Stored items:

==*==

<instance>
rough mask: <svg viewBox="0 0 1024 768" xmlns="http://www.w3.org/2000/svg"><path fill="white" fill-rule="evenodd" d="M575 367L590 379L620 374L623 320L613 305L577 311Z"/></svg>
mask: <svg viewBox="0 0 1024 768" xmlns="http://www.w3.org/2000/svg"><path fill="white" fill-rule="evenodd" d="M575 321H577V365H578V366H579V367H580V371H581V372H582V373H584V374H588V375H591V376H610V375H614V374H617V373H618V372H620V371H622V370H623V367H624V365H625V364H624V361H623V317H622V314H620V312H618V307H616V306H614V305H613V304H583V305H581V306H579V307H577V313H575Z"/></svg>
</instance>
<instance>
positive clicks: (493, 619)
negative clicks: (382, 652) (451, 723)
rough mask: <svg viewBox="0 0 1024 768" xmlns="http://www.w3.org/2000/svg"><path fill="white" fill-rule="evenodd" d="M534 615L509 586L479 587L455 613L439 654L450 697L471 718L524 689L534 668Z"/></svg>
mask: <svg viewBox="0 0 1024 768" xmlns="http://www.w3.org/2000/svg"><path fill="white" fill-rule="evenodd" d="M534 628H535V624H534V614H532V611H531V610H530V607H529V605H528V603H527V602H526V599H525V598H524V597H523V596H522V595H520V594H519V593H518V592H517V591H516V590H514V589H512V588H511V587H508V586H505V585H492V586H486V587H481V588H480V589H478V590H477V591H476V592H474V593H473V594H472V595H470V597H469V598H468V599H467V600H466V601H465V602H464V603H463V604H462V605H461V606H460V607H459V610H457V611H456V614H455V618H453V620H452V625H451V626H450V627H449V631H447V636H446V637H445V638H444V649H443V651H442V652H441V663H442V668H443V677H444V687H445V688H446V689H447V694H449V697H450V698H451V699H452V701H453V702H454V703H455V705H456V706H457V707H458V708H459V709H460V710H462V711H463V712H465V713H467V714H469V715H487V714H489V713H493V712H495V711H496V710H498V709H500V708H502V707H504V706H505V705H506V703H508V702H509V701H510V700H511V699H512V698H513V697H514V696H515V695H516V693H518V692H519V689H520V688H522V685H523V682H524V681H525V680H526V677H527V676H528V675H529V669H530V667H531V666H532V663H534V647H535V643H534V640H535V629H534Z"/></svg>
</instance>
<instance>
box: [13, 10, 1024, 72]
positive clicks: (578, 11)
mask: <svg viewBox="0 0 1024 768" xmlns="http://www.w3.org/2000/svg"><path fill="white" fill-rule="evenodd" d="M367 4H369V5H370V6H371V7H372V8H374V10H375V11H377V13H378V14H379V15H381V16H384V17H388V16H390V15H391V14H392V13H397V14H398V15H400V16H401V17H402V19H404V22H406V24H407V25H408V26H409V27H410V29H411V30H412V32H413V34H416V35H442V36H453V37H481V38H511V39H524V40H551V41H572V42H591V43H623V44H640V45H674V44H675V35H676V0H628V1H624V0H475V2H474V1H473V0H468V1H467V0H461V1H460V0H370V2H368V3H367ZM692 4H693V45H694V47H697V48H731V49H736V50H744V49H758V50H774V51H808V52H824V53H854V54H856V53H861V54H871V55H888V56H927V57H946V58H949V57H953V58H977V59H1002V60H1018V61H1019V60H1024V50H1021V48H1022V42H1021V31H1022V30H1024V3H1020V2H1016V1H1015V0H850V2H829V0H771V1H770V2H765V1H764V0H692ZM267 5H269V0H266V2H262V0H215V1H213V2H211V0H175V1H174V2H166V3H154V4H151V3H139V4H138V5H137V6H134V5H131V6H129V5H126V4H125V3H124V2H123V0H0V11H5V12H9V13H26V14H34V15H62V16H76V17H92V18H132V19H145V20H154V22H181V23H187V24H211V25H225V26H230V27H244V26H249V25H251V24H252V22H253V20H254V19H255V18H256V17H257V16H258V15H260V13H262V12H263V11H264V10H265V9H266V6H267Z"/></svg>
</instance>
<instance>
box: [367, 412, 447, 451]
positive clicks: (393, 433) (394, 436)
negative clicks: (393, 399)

==*==

■ **Brief**: The answer should consist of all the lines above, retyped exactly.

■ **Answer to this exercise**:
<instance>
rough mask: <svg viewBox="0 0 1024 768" xmlns="http://www.w3.org/2000/svg"><path fill="white" fill-rule="evenodd" d="M575 367L590 379L620 374L623 320L613 305L577 311Z"/></svg>
mask: <svg viewBox="0 0 1024 768" xmlns="http://www.w3.org/2000/svg"><path fill="white" fill-rule="evenodd" d="M575 321H577V365H578V366H579V367H580V371H581V372H582V373H584V374H588V375H591V376H610V375H614V374H617V373H618V372H620V371H622V370H623V367H624V365H625V364H624V361H623V317H622V314H620V312H618V307H616V306H614V305H613V304H583V305H581V306H579V307H577V313H575Z"/></svg>
</instance>
<instance>
positive clicks: (493, 619)
negative clicks: (382, 652) (451, 723)
rough mask: <svg viewBox="0 0 1024 768" xmlns="http://www.w3.org/2000/svg"><path fill="white" fill-rule="evenodd" d="M534 615L509 586L479 587L455 613L439 654L450 697L471 718L524 689L534 668Z"/></svg>
mask: <svg viewBox="0 0 1024 768" xmlns="http://www.w3.org/2000/svg"><path fill="white" fill-rule="evenodd" d="M534 628H535V624H534V614H532V611H531V610H530V607H529V605H528V603H527V602H526V599H525V598H524V597H523V596H522V595H520V594H519V593H518V592H517V591H516V590H514V589H512V588H511V587H508V586H505V585H492V586H486V587H481V588H480V589H478V590H477V591H476V592H474V593H473V594H472V595H470V597H469V598H468V599H467V600H466V601H465V602H464V603H463V604H462V605H461V606H460V607H459V610H457V611H456V614H455V618H453V620H452V625H451V626H450V627H449V631H447V636H446V637H445V638H444V649H443V651H442V652H441V663H442V668H443V677H444V687H445V688H446V689H447V694H449V697H450V698H451V699H452V701H453V702H454V703H455V705H456V706H457V707H458V708H459V709H460V710H462V711H463V712H465V713H467V714H469V715H487V714H489V713H493V712H495V711H496V710H498V709H500V708H502V707H504V706H505V705H506V703H508V702H509V701H510V700H511V699H512V698H513V697H514V696H515V695H516V693H518V692H519V689H520V688H522V685H523V682H524V681H525V680H526V677H527V676H528V675H529V669H530V667H531V666H532V663H534V647H535V643H534V640H535V629H534Z"/></svg>
</instance>
<instance>
box: [13, 10, 1024, 72]
positive clicks: (578, 11)
mask: <svg viewBox="0 0 1024 768" xmlns="http://www.w3.org/2000/svg"><path fill="white" fill-rule="evenodd" d="M367 4H369V5H370V6H371V7H372V8H374V10H375V11H377V13H378V14H379V15H381V16H384V17H388V16H390V15H391V14H392V13H397V14H398V15H400V16H401V17H402V19H404V22H406V24H407V25H408V26H409V27H410V29H411V30H412V32H413V34H416V35H442V36H453V37H481V38H511V39H524V40H551V41H572V42H591V43H623V44H640V45H674V44H675V35H676V0H628V1H624V0H475V2H474V1H473V0H468V1H467V0H461V1H460V0H370V2H368V3H367ZM692 4H693V45H694V47H697V48H731V49H736V50H744V49H758V50H774V51H808V52H824V53H854V54H856V53H861V54H871V55H888V56H927V57H946V58H949V57H953V58H977V59H1002V60H1018V61H1019V60H1024V50H1021V48H1022V42H1021V31H1022V30H1024V3H1020V2H1016V1H1015V0H850V2H829V0H771V1H770V2H765V1H764V0H692ZM267 5H269V0H266V2H262V0H215V1H213V2H211V0H175V1H174V2H166V3H154V4H151V3H139V4H138V5H137V6H134V5H131V6H129V5H126V4H125V3H124V2H123V0H0V11H5V12H9V13H26V14H34V15H62V16H76V17H92V18H132V19H145V20H154V22H181V23H187V24H211V25H225V26H230V27H244V26H249V25H251V24H252V22H253V20H254V19H255V18H256V17H257V16H258V15H260V13H262V12H263V11H264V10H265V9H266V6H267Z"/></svg>
</instance>
<instance>
box: [367, 412, 447, 451]
positive clicks: (393, 433) (394, 436)
negative clicks: (393, 399)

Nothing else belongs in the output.